■ **WHAT IS EXPECTED**:
Repeat the entries below verbatim, starting at the line that contains "Point out the white" and running through the last line of the entries.

■ **MATERIAL SHOWN**:
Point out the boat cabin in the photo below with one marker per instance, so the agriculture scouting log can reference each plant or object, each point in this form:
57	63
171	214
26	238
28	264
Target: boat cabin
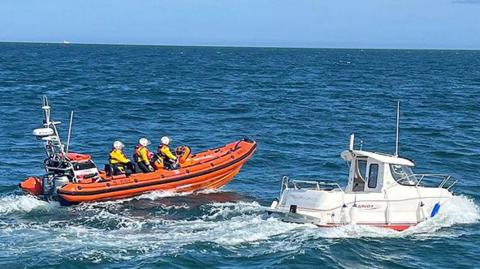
373	172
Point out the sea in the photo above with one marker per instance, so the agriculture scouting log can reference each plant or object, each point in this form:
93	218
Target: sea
300	105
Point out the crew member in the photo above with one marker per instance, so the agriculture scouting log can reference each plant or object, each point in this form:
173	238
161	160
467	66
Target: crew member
169	160
141	155
119	163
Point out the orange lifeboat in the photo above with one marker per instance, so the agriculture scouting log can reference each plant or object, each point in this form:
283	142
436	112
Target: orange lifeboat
74	178
210	169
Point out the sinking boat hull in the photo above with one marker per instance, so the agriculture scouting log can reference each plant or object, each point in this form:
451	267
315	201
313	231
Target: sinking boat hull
335	208
211	169
304	219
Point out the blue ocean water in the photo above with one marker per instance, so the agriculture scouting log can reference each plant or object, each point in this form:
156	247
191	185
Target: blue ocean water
299	104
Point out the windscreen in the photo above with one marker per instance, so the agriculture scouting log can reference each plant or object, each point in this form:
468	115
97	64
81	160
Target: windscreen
403	174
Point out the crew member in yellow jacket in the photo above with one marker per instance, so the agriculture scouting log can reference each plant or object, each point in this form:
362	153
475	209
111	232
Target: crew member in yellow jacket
119	163
169	160
141	155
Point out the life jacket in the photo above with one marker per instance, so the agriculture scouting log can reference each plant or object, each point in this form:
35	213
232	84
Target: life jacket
113	160
135	152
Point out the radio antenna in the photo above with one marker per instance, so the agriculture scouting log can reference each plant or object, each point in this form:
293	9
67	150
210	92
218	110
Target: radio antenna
397	134
69	131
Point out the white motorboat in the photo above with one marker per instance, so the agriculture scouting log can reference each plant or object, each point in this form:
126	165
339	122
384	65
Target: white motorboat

■ **TASK RESPONSE**:
Point out the white motorboat in the photo above with one marker per instance, so the agriculture scouting log can reference each plant or object, each point in this form:
126	165
339	122
384	65
Target: white motorboat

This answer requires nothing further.